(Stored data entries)
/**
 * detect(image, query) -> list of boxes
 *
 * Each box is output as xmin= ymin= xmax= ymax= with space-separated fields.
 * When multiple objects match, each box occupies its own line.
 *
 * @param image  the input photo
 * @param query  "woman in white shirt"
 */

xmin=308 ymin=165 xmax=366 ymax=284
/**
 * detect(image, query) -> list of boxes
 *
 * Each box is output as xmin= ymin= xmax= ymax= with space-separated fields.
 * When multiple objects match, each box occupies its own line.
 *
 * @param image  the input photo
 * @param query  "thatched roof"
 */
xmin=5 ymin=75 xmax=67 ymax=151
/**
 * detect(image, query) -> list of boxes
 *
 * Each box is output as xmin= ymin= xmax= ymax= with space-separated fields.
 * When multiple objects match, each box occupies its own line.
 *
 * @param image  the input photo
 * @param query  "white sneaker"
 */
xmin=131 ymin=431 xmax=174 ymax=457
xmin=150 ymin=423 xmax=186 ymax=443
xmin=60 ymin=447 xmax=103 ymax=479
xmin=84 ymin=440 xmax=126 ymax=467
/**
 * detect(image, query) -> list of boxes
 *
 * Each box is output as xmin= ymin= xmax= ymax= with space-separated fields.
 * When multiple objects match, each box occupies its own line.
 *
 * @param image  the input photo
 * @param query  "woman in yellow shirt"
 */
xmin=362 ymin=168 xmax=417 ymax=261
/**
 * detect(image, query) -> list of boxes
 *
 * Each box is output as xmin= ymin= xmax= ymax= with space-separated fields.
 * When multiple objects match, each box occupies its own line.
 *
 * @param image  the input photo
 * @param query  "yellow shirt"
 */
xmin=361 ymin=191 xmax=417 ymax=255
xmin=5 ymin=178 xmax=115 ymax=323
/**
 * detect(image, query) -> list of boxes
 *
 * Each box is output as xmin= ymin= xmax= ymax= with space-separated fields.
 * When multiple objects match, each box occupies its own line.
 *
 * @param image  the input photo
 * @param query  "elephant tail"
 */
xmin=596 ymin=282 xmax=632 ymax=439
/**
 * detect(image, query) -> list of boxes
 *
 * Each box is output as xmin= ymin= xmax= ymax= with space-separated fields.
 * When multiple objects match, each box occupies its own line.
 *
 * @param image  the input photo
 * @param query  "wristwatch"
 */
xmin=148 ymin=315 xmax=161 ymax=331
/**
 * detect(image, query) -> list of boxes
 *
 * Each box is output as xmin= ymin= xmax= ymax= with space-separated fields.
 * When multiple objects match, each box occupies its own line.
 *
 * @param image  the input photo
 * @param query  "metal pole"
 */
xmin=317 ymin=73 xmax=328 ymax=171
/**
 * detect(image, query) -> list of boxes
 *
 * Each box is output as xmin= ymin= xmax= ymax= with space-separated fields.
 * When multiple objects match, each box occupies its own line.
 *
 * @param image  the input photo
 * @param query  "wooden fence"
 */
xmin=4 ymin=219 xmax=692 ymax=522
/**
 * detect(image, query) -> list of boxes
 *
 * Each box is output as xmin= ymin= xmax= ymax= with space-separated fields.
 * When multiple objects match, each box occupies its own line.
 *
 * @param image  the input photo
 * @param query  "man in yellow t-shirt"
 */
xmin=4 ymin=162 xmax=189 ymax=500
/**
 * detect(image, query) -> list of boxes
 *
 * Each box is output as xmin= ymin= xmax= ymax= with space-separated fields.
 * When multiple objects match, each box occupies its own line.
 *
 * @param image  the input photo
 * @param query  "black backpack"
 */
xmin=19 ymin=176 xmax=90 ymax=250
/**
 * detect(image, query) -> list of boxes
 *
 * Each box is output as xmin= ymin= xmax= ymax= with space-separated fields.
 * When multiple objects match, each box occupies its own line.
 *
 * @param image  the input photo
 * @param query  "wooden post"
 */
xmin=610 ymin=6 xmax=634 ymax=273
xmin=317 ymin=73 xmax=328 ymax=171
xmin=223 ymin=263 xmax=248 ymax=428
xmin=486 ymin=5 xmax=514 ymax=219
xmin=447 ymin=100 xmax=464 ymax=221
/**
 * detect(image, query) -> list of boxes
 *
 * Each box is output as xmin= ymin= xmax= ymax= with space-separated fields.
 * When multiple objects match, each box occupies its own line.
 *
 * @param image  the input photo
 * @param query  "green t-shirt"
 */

TASK GOAL:
Please copy each line of the records above that holds the word "woman".

THE ANSWER:
 * @param query  "woman in white shirt"
 * @param query  "woman in yellow shirt"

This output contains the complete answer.